• _Instruction_
Rewrite every line of the listing below, swapping "Objective" for "Task" and leaving everything else unchanged. Leave the pictures out of your version.

Coordinate annotation entries
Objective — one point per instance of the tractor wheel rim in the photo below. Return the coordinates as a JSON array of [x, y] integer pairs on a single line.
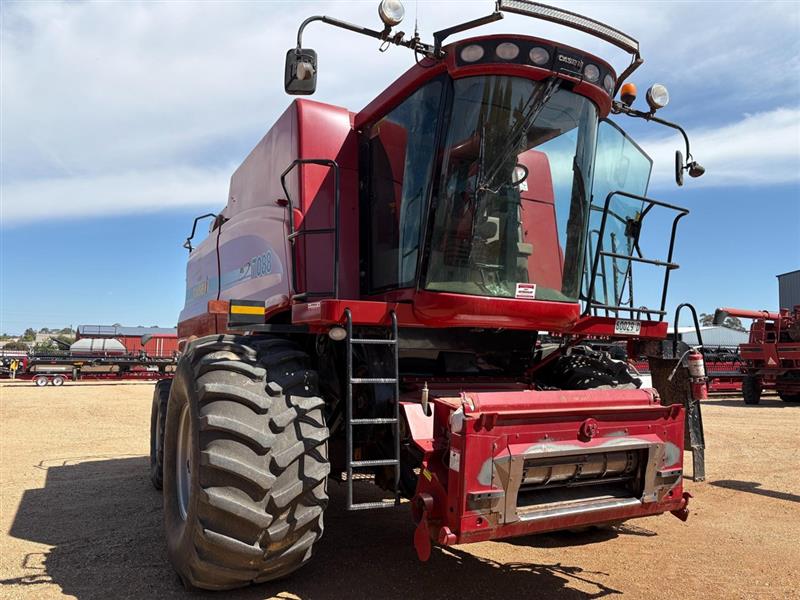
[[183, 473]]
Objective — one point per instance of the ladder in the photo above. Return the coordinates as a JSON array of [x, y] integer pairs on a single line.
[[351, 422]]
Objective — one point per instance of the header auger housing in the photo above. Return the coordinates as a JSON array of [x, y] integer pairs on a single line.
[[400, 294]]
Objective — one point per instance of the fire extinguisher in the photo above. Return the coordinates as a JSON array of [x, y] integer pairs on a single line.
[[697, 375]]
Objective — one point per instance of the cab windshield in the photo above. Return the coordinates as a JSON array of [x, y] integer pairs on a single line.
[[493, 236]]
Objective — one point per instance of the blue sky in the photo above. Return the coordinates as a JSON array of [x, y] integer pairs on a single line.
[[121, 121]]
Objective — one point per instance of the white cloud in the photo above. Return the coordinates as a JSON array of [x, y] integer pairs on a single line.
[[759, 149], [107, 105], [116, 193]]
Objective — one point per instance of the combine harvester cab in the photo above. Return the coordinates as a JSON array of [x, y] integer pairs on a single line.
[[402, 294]]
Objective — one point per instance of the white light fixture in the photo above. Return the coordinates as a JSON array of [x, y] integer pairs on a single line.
[[608, 83], [539, 56], [472, 53], [391, 12], [507, 51], [657, 96], [592, 73], [337, 334]]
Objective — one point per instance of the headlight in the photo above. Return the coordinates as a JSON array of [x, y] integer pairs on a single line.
[[391, 12], [457, 420], [507, 51], [472, 53], [608, 84], [592, 73], [539, 56], [657, 96]]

• _Task result_
Task — one point per instance of the tractor wheel rim in the photo below. Return the coordinates as a JSON array of [x, y] integer pairs on a single line.
[[183, 473]]
Task — one point per instance of the ladder in the photo above. Return the coordinates as a JSON array of [x, y] integer pairs on a single line.
[[351, 422]]
Task — one point per instance of the header auger housing in the photo above. Return the coordinates as a JSON array of [x, y] integer pairs on a single line.
[[400, 294]]
Task — one point per instance of the fire extinguisher in the photo above. Return the coordinates as a JSON array of [x, y] integer pairs on a single line.
[[697, 375]]
Task — one point per instance of the cab windshield in the photo above. Return the coordinates as a JSON array of [x, y] integer pairs on a single line.
[[493, 236]]
Task — one point per instance of the blue sky in the photo above. Return the coordinates as a JSON array of [x, y] integer pairs on a single line.
[[121, 121]]
Task — one point per instance of the white cloud in the photo above. Return the coordinates as a JSON array of [x, y] integer pairs on a single line.
[[759, 149], [107, 105], [116, 193]]
Task — one point per instance of the combine harvester cab in the photo above. Return the coordinates as a JSON array of [x, y] integer pairs on a single line.
[[402, 294]]
Task — one point per instance of the white light fixture in the photo above. Return the coordinates as a JSON array of [x, y] integer pairs on a single line.
[[608, 83], [539, 56], [472, 53], [391, 12], [507, 51], [657, 96], [592, 73], [337, 334]]
Task — one point per instance of the headlight in the photo above. Return the coordinates as a JSON array of [x, y] integer pairs on a single line.
[[391, 12], [457, 420], [507, 51], [472, 53], [608, 84], [592, 73], [539, 56], [657, 96]]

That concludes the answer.